EXERCISE: Only the run of lines from the one containing "room in the photo above." through the last line should be returned, exactly as written.

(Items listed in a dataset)

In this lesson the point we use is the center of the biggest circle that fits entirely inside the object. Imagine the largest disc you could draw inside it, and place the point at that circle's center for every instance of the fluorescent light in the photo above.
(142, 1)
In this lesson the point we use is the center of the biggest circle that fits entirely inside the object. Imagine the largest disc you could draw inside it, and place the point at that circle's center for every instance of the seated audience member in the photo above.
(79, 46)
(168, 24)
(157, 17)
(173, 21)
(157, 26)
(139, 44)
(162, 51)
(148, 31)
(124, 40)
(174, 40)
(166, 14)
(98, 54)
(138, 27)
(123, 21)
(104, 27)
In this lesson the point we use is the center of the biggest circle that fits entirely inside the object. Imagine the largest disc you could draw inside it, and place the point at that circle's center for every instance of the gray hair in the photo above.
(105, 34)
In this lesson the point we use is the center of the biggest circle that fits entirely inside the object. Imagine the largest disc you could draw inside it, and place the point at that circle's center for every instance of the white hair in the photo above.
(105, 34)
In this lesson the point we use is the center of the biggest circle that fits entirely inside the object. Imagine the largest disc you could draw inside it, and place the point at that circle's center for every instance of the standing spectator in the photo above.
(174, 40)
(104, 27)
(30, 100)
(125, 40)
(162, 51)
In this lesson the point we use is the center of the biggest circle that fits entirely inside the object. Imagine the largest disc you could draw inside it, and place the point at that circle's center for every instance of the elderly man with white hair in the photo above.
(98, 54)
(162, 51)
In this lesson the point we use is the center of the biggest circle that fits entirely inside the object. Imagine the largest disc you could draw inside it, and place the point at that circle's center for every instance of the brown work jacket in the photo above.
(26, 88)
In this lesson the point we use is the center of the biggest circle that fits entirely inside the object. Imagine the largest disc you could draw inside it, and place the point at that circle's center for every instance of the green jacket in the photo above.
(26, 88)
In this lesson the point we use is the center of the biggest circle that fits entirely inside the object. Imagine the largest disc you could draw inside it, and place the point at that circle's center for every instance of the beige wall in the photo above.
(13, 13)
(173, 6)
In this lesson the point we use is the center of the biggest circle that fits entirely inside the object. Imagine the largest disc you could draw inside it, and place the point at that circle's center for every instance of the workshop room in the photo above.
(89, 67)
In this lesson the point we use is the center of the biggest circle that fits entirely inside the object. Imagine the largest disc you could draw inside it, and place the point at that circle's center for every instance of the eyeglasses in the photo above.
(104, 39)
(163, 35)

EXERCISE RESULT:
In this lesson the point we use is the center of the biggest circle that fits entirely inside the object. Imagine the largest disc you could draw inside it, and place the point at that circle's center for every instance of the workshop room in the photo above.
(89, 67)
In this lesson the point we use is the center of the biggest circle that fits entirely inside the object. Imagine the largest disc you could draw inside it, and place the point at that circle's center for every instance of the eyeglasses in the photo above.
(104, 39)
(163, 35)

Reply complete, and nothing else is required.